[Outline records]
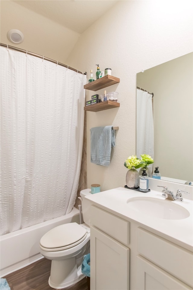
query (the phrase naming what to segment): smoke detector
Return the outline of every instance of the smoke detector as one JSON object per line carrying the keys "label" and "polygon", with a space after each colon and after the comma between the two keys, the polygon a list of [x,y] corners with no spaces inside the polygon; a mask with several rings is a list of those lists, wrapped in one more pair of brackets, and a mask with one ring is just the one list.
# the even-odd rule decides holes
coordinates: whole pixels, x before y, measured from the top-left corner
{"label": "smoke detector", "polygon": [[10,41],[17,44],[21,43],[24,39],[24,34],[18,29],[11,29],[7,33],[7,36]]}

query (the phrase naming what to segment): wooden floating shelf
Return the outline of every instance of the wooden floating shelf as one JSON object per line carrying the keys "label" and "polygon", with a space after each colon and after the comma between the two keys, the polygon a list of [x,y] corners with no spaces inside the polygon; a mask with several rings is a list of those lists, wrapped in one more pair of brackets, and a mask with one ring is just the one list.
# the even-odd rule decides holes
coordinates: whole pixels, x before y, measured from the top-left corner
{"label": "wooden floating shelf", "polygon": [[89,82],[88,84],[85,85],[84,89],[90,91],[96,91],[103,89],[106,87],[108,87],[112,85],[117,84],[120,82],[120,79],[116,78],[112,76],[107,75],[105,76],[103,76],[100,79],[96,79],[93,82]]}
{"label": "wooden floating shelf", "polygon": [[84,108],[85,111],[90,111],[91,112],[98,112],[104,110],[112,109],[113,108],[117,108],[120,106],[119,103],[113,102],[112,101],[106,101],[101,102],[93,105],[87,106]]}

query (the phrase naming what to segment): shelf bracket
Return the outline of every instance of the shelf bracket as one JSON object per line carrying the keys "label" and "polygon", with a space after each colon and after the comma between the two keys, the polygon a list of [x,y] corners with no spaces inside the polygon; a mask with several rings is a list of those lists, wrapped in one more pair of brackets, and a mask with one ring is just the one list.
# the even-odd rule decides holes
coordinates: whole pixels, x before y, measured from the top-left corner
{"label": "shelf bracket", "polygon": [[113,127],[112,128],[114,130],[119,130],[119,127]]}

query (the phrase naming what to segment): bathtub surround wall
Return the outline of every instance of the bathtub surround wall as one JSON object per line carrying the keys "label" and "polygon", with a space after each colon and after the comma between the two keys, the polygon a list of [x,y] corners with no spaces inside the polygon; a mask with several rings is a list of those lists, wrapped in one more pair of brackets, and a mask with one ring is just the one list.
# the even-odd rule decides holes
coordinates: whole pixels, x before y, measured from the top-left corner
{"label": "bathtub surround wall", "polygon": [[68,223],[80,223],[79,211],[73,208],[68,214],[0,237],[1,277],[43,258],[40,241],[46,233]]}
{"label": "bathtub surround wall", "polygon": [[86,76],[0,49],[2,235],[71,211],[81,163]]}

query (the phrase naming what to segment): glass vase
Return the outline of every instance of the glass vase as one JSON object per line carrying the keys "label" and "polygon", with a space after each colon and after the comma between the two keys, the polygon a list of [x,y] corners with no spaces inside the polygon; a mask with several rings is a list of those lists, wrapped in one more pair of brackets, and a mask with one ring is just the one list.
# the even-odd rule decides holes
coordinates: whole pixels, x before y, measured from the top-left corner
{"label": "glass vase", "polygon": [[129,169],[126,174],[126,185],[128,187],[136,188],[139,183],[139,173],[136,169]]}
{"label": "glass vase", "polygon": [[143,170],[146,170],[146,172],[147,174],[147,175],[148,177],[152,177],[152,174],[151,173],[151,169],[148,167],[143,167],[142,168],[141,168],[139,171],[139,175],[141,175],[143,173]]}

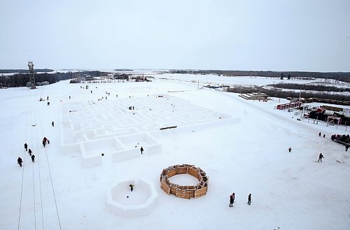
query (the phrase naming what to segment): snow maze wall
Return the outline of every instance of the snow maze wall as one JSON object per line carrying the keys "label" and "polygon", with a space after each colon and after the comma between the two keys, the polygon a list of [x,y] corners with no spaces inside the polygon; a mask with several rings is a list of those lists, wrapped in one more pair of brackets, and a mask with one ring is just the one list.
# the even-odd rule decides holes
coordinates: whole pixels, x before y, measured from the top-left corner
{"label": "snow maze wall", "polygon": [[[134,106],[134,110],[130,110]],[[157,137],[237,122],[216,113],[169,95],[67,103],[62,105],[61,150],[79,154],[83,165],[102,165],[162,152]],[[176,128],[166,129],[169,127]]]}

# Challenge
Quote exactly and only the lines from the one holding "query (the phrase naming what to segment): snow" through the end of the data.

# Final result
query (the phrase naming what to segment): snow maze wall
Return the outline of every instance of the snow maze wall as one JSON object per line carrying the keys "label" and "polygon", with a space after each colon and after the comma between the two keys, the polygon a list of [x,y] corners with no spaces inside the polygon; a mask with several rings is a list of those lists, wrapped in one more pair of brackets, and a mask with one ring is just the one list.
# the even-odd rule decides holes
coordinates: whole pixels, x before y, measured from the top-left corner
{"label": "snow maze wall", "polygon": [[[134,106],[134,110],[130,110]],[[157,137],[237,122],[216,113],[169,95],[67,103],[62,105],[61,150],[79,154],[83,165],[102,165],[162,152]],[[176,128],[166,129],[169,127]]]}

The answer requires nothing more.